**Brief:** Please print every item below verbatim, changing nothing.

──────

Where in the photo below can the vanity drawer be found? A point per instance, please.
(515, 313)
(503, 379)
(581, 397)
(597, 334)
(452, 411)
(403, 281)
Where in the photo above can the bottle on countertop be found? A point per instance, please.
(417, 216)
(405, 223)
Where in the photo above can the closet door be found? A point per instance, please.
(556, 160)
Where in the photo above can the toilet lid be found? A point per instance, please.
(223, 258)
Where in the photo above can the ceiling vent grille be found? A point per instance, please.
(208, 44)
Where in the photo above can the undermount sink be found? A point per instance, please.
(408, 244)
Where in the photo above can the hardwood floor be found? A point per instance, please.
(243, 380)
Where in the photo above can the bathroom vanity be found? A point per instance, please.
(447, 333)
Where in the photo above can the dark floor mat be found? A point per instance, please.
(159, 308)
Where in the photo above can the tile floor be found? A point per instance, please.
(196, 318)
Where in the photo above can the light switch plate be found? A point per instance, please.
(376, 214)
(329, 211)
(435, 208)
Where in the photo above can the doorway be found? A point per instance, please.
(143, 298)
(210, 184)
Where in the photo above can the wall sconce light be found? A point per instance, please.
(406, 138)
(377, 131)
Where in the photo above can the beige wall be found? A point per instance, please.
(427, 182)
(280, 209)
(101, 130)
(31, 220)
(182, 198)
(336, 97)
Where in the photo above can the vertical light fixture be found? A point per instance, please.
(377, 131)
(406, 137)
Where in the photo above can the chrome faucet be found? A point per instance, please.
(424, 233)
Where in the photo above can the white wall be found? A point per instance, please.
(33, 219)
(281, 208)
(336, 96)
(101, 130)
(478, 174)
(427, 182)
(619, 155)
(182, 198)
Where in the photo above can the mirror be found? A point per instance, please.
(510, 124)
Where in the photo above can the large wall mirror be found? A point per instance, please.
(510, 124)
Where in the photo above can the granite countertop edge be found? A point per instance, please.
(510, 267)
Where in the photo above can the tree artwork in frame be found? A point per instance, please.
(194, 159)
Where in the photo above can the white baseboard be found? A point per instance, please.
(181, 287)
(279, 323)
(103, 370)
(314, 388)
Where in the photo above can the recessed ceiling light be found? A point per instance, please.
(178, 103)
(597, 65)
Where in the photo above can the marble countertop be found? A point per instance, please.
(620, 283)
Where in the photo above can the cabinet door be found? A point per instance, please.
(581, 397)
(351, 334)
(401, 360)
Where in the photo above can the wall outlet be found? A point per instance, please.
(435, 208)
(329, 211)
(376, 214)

──────

**The output:**
Where in the photo below can the vanity drawer be found? A point per instance, please.
(515, 313)
(503, 379)
(581, 397)
(597, 334)
(452, 411)
(403, 281)
Where in the photo above can the bottle on countertop be found? A point per instance, please.
(417, 216)
(405, 223)
Where in the photo above can the closet door be found? A point per instance, please.
(556, 160)
Where in the photo above can the toilet lid be found? A point per instance, please.
(223, 258)
Where in the photo above can the ceiling vent grille be found? A point per instance, please.
(208, 44)
Where in the photo above can the undermount sink be found? A point per instance, please.
(408, 244)
Where in the photo above can the hardwood floor be found? A point per instance, please.
(243, 380)
Where in the photo above can the bathroom vanity be found? A point per instance, please.
(447, 333)
Where in the photo above can the dark floor mat be found? A point per instance, please.
(159, 308)
Where in the photo above can the tile floor be found? A point per instance, please.
(196, 318)
Where in the photo above can the light switch plate be found? A point per instance, please.
(376, 214)
(329, 211)
(435, 208)
Where in the photo above can the doorway be found? A point per instance, please.
(143, 298)
(210, 184)
Where in the photo above can the wall sconce light be found? A point per instance, please.
(406, 138)
(377, 131)
Where in the photo above can the beige wall be found? A point per instance, please.
(427, 182)
(280, 209)
(101, 130)
(31, 220)
(182, 198)
(336, 97)
Where in the photo above can the vertical light fixture be found? A point per instance, please.
(377, 131)
(406, 137)
Where in the photo above can the chrome faucet be found? A point per instance, please.
(424, 233)
Where in the photo above can the white wall be found? A point per instance, please.
(33, 219)
(281, 208)
(336, 96)
(101, 130)
(478, 174)
(427, 182)
(619, 155)
(182, 198)
Where in the photo above can the mirror be found? A point per instance, please.
(510, 124)
Where in the photo above can the large wall mirror be found? A point per instance, please.
(510, 124)
Where in the photo above can the granite countertop edge be found? A point per instance, please.
(510, 267)
Where in the photo above can the tree artwork in frame be found? A point per instance, please.
(194, 159)
Where in the photo above can the white baseboard be found? A point per instance, please.
(181, 287)
(279, 323)
(103, 370)
(314, 388)
Where in the photo above can the recessed ceiling light be found? A point per instance, please.
(178, 103)
(597, 65)
Where in the photo above can the marble countertop be found? A point per instance, please.
(620, 283)
Where in the photo above can the cabinet door be found? A point per instance, please.
(581, 397)
(351, 334)
(401, 360)
Where in the photo above can the wall outlet be found? A point per instance, please.
(435, 208)
(329, 211)
(376, 214)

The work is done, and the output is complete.